→ EXTRAIT PROPOSÉ
Journal des procès n°246 (15 octobre 1993)

Rien ne sert de courir, il y a quand même des bouchons sur les routes ! Mais quand on n’a pas de tête, il faut de I’essence pour retourner à la maison quérir le document qu’on y a oublié. Ainsi serait-il temps de mettre les adages, maximes et expressions qui firent fortune, au goût du jour. Le laboureur dit maintenant à ses enfants que c’est le fond qui manque le plus et non le moins, le tout n’étant pas de bien travailler mais d’avoir du travail. Au reste, labourer, c’est créer des surplus agricoles, ce qui devient incivique. Cette leçon vaut-elle un fromage au lait entier ou écrémé ?

→ PROBLÈMES À RÉSOUDRE
**a.** D'après l'extrait, à quoi revient le fait de labourer ?
**b.** Recopiez l'extrait sans rien y changer, de « Journal des procès » à « entier ou écrémé ? ».
Les entrées qui suivent ne servent pas à ce travail.

→ DONNÉES FOURNIES
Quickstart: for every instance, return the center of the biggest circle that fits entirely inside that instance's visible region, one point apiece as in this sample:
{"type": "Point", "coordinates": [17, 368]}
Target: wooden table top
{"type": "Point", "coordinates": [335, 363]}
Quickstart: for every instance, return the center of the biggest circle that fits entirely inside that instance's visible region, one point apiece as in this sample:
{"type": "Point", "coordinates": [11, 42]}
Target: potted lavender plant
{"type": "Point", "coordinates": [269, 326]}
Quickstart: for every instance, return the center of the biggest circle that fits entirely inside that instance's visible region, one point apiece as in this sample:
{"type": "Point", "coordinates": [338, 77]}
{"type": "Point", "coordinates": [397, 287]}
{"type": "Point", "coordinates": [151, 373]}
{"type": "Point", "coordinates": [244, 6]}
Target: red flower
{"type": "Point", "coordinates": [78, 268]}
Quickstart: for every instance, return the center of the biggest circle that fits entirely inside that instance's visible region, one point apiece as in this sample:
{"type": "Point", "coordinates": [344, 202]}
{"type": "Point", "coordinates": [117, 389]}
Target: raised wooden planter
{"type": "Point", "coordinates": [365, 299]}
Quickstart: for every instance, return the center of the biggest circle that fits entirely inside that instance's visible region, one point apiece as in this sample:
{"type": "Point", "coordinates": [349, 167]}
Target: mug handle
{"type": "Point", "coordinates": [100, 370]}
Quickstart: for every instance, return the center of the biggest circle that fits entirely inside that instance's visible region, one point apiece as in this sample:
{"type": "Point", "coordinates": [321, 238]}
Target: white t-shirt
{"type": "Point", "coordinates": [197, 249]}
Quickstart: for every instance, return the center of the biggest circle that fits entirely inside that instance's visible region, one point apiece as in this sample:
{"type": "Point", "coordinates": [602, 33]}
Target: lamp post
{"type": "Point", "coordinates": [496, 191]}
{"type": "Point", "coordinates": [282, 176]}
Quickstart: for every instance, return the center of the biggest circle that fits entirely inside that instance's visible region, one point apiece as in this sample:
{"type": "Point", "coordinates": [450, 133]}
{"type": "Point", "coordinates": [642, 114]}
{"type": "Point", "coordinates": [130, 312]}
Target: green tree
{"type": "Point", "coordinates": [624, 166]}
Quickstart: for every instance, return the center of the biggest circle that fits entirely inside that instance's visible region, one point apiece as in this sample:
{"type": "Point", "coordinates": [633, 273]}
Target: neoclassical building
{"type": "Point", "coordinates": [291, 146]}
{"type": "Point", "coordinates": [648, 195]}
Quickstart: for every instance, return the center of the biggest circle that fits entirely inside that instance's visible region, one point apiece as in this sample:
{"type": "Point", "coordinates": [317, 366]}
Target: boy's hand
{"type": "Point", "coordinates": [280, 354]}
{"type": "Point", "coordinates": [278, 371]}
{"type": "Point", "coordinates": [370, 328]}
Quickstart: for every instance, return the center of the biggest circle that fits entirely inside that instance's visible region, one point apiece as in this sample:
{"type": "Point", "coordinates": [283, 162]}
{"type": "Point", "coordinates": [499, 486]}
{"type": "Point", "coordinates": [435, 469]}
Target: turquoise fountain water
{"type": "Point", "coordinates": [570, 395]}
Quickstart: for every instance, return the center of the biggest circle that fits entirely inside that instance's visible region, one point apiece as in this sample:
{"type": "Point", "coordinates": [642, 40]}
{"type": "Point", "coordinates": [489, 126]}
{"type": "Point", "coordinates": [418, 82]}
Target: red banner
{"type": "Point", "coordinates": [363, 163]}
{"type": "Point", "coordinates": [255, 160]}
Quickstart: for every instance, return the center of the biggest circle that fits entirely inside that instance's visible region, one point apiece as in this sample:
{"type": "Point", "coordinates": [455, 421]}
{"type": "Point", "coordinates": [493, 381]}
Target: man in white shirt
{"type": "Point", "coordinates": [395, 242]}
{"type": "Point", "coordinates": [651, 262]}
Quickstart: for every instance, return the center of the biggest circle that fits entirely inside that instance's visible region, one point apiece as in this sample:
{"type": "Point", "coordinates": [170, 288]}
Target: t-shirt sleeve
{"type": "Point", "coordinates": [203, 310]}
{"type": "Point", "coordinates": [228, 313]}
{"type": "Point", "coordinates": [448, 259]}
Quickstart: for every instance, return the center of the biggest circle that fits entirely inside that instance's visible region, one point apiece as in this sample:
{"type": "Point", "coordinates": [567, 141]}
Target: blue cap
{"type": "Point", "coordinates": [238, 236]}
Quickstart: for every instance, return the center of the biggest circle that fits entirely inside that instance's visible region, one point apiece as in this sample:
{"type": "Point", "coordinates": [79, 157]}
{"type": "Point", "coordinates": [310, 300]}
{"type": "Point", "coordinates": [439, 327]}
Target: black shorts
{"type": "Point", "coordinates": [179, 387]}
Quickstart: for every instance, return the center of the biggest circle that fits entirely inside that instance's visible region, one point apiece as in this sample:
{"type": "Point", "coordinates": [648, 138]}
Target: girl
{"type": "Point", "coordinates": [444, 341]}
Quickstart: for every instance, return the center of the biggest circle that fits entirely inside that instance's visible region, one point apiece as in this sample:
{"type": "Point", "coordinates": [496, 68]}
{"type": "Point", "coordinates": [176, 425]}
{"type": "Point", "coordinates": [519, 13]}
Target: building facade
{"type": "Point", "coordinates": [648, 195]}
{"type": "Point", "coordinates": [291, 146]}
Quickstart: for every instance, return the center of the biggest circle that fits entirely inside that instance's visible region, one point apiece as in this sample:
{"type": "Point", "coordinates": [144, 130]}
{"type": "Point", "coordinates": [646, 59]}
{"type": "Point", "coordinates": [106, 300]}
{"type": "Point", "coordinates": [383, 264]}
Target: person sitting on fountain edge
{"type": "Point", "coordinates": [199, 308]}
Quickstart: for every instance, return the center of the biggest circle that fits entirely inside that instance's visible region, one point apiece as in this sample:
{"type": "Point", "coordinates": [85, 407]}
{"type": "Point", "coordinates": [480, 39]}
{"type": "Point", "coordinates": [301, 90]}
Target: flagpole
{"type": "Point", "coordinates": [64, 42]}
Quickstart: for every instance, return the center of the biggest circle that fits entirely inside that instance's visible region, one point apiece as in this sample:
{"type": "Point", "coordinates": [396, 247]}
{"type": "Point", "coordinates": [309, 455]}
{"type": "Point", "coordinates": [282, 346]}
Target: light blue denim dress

→ RÉPONSES PROPOSÉES
**a.** Labourer, c'est créer des surplus agricoles, ce qui devient incivique.

**b.**
Journal des procès n°246 (15 octobre 1993)

Rien ne sert de courir, il y a quand même des bouchons sur les routes ! Mais quand on n’a pas de tête, il faut de I’essence pour retourner à la maison quérir le document qu’on y a oublié. Ainsi serait-il temps de mettre les adages, maximes et expressions qui firent fortune, au goût du jour. Le laboureur dit maintenant à ses enfants que c’est le fond qui manque le plus et non le moins, le tout n’étant pas de bien travailler mais d’avoir du travail. Au reste, labourer, c’est créer des surplus agricoles, ce qui devient incivique. Cette leçon vaut-elle un fromage au lait entier ou écrémé ?